Find every line in the entries below that contains the word "pitcher", and copy each of those lines. Case counts.

# start of Items

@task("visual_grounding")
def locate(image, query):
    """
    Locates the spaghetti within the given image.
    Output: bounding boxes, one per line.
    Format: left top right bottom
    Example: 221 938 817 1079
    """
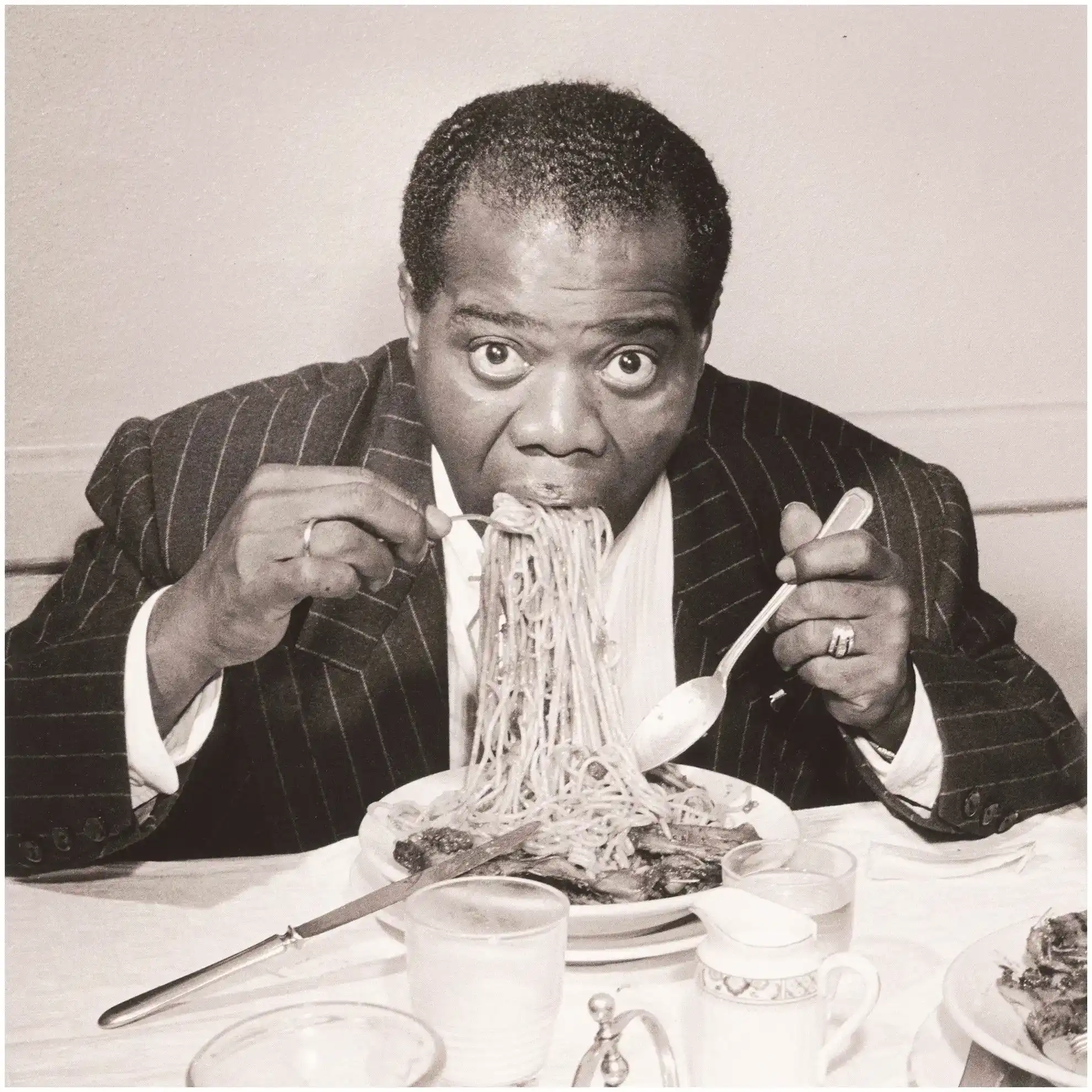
371 494 719 876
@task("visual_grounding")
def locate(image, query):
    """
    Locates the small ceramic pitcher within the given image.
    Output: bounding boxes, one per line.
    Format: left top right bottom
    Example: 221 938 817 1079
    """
684 888 880 1088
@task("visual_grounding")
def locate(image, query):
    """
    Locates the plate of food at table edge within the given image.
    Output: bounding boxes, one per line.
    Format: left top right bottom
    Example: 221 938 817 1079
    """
944 908 1088 1088
354 494 799 961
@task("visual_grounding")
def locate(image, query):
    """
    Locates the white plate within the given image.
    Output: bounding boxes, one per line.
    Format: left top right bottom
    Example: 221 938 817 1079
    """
944 909 1088 1088
906 1005 971 1089
346 853 705 963
358 766 800 937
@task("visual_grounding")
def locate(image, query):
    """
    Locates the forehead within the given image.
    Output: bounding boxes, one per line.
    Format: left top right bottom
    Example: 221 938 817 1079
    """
442 192 689 318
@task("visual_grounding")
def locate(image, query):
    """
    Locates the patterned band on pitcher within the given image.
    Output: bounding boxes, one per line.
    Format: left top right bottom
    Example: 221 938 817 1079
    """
698 963 819 1005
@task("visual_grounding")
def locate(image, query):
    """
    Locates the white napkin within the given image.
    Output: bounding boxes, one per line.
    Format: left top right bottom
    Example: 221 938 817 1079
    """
868 839 1035 880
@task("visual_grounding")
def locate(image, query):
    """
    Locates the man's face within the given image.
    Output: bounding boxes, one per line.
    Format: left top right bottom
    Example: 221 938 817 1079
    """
402 193 710 534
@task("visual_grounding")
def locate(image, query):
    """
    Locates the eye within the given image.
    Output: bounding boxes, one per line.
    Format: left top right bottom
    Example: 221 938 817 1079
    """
601 349 656 391
470 342 531 383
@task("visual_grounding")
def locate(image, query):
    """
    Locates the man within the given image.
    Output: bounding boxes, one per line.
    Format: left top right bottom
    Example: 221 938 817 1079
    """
7 84 1084 872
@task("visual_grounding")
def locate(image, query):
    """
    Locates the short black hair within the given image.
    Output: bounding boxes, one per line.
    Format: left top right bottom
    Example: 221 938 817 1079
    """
400 81 732 325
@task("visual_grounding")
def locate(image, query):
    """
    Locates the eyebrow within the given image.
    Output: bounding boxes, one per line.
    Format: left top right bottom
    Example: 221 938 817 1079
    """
451 303 682 338
451 303 546 330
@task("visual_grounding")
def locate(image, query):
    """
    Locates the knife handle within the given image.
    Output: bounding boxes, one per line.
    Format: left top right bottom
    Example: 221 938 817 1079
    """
98 925 303 1027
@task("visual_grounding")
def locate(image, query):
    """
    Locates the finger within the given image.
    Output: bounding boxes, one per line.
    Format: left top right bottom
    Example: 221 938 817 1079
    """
250 463 451 538
778 531 901 583
796 656 906 726
781 500 822 554
767 580 896 633
253 480 428 565
773 618 874 672
311 520 394 591
260 520 394 590
271 557 360 607
796 656 874 701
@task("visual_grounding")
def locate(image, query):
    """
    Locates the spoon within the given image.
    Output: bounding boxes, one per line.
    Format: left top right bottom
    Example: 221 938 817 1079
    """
630 488 872 771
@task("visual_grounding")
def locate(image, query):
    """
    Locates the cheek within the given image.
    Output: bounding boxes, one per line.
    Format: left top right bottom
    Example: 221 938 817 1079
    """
415 351 509 465
612 382 695 465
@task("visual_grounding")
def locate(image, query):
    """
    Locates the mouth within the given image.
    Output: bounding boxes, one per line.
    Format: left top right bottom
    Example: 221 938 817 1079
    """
499 458 611 508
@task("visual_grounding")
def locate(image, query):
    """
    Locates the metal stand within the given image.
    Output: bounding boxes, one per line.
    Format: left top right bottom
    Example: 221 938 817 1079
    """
572 994 679 1089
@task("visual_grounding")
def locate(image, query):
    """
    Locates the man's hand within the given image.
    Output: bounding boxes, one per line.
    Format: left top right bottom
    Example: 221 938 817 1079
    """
769 502 914 750
147 464 451 732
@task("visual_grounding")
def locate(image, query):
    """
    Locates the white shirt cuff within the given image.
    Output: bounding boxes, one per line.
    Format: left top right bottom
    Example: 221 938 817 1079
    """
125 587 224 809
854 666 944 811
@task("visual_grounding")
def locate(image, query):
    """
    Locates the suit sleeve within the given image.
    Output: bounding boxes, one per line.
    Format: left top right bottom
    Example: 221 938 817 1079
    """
4 419 180 875
843 466 1086 838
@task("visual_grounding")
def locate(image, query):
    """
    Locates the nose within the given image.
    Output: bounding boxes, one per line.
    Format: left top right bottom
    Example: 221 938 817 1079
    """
509 365 607 459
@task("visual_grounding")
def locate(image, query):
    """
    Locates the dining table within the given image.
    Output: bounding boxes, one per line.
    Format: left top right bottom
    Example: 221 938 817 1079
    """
6 802 1086 1088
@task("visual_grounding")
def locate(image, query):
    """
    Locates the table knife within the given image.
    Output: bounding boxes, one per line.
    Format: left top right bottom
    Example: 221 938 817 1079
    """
98 822 542 1027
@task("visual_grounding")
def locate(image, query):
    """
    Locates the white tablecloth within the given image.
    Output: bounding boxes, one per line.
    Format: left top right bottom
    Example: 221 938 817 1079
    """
6 804 1086 1086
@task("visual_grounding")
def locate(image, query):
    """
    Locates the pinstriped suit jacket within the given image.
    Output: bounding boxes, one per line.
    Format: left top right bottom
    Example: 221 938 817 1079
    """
7 341 1085 874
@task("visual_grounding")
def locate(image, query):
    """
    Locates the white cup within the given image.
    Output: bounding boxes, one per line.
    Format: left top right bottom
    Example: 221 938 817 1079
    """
405 876 569 1085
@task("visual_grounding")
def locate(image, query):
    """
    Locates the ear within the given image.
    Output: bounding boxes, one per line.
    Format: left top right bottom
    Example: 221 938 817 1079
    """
698 286 724 356
399 262 420 362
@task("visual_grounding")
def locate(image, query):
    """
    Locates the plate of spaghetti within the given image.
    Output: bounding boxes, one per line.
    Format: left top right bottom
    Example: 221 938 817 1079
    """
359 494 799 936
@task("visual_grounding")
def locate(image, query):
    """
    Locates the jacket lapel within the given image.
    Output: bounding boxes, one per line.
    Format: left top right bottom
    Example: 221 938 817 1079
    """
667 379 780 682
295 341 446 671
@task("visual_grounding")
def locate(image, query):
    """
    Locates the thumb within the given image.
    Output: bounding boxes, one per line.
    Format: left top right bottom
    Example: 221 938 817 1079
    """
781 500 822 554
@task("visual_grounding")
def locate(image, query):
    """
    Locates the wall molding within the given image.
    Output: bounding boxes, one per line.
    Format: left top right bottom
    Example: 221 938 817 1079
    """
4 403 1088 574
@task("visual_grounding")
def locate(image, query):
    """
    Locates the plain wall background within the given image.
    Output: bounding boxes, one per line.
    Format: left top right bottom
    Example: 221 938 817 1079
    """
7 7 1086 710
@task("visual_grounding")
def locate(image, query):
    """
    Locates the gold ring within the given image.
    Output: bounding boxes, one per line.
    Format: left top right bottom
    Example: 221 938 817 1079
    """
302 520 319 557
827 625 857 660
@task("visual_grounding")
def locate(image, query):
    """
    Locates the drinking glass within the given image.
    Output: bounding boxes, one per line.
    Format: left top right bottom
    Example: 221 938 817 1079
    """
405 876 569 1085
721 839 857 955
186 1002 443 1088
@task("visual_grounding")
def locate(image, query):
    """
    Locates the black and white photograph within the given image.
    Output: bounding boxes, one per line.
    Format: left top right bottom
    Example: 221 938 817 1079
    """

# end of Items

- Task answer
    Locates the small ceramic pitcher within the given image.
    Locates the patterned band on pitcher within the given image.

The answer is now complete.